Set problem a: In the model write-up below, how many origin countries does the ensemble track data across?

-------- Text extract

HorizonSurge Ensemble

HorizonSurge Ensemble is a multimodal, "horizon-aware" machine learning ensemble designed to accurately forecast global migration volumes and trigger reliable early-warning alerts for mass-migration surges up to 6 months in advance.

It tracks data across 15 high-volume origin countries, ingesting monthly sequences of Legal Visa Issuances, Macroeconomic Exchange Rates, and NLP-Extracted News Sentiment Clusters.

Model Architecture

What makes this model unique is its Dynamic Horizon Weighting. Predicting a crisis 1 month away requires entirely different mathematical strengths than predicting a crisis 6 months away. The ensemble dynamically blends three underlying architectures:

  1. Tree-Ensemble (Random Forest): Exceptionally robust at broad surge envelope thresholding. Highly weighted for near-term (Lead 1-2) forecasting.
  2. PyTorch LSTM (with Custom SurgeJointLoss): Fused with categorical Country Embeddings (nn.Embedding), this recurrent network is trained on a custom Huber + BCE objective. It acts as the "Precision Guard," heavily penalizing false alarms.
  3. PyTorch Multi-Head Transformer: Superior at maintaining long-term sequential recall. Highly weighted for long-term (Lead 5-6) predictions to capture slow-moving crisis patterns that short-term architectures forget.

Performance Metrics (Out-of-Time Walk-Forward Validation)

Evaluated specifically on its ability to classify operational crisis surges (volumes $> 1.5$ standard deviations above the rolling mean):

Predictive Horizon Precision (False Alarm Guard) Recall (Miss Rate) F1-Score
Lead 1 (Next Month) 0.96 0.96 0.96
Lead 2 (2 Months Out) 0.93 0.96 0.95
Lead 3 (3 Months Out) 0.92 0.94 0.93
Lead 4 (4 Months Out) 0.88 0.94 0.91
Lead 5 (5 Months Out) 0.83 0.94 0.88
Lead 6 (6 Months Out) 0.80 0.92 0.86

Notice that even 6 months into the future, the Transformer-weighted backbone allows the ensemble to capture 92% of all major crises with an 80% precision rate.

----------------
-------- Available records

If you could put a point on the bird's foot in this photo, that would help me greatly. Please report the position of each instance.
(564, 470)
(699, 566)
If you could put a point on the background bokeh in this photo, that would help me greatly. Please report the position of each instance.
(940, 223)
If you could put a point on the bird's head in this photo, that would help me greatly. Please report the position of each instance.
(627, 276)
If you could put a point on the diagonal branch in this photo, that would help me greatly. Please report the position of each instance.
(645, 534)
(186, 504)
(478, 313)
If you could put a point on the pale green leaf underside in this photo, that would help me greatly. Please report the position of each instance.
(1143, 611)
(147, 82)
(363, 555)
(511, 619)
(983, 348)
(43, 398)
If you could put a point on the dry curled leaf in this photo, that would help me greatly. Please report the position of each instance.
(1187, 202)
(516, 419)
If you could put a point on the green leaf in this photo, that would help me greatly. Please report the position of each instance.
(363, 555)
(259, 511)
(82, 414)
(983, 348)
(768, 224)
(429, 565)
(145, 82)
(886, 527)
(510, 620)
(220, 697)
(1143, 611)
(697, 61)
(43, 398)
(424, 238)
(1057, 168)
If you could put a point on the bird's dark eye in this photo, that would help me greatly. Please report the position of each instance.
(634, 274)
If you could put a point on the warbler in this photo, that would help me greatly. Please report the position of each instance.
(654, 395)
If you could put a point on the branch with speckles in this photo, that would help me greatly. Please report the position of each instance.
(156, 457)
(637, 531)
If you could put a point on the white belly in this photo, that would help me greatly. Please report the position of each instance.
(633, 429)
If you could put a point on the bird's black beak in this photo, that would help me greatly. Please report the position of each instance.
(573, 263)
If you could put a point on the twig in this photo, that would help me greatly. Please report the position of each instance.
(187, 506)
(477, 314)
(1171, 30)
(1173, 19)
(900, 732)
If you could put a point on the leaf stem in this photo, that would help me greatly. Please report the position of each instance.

----------------

Set problem b: Print the lines of the rows above, starting with the line that contains "If you could put a point on the branch" and going through the end of the rows, both ends included.

Written answer a: 15 high-volume origin countries.

Written answer b:
If you could put a point on the branch with speckles in this photo, that would help me greatly. Please report the position of each instance.
(156, 457)
(637, 531)
If you could put a point on the white belly in this photo, that would help me greatly. Please report the position of each instance.
(633, 429)
If you could put a point on the bird's black beak in this photo, that would help me greatly. Please report the position of each instance.
(573, 263)
If you could put a point on the twig in this photo, that would help me greatly. Please report the position of each instance.
(187, 506)
(477, 314)
(1171, 30)
(1173, 19)
(900, 732)
If you could put a point on the leaf stem in this photo, that would help me greatly. Please report the position of each instance.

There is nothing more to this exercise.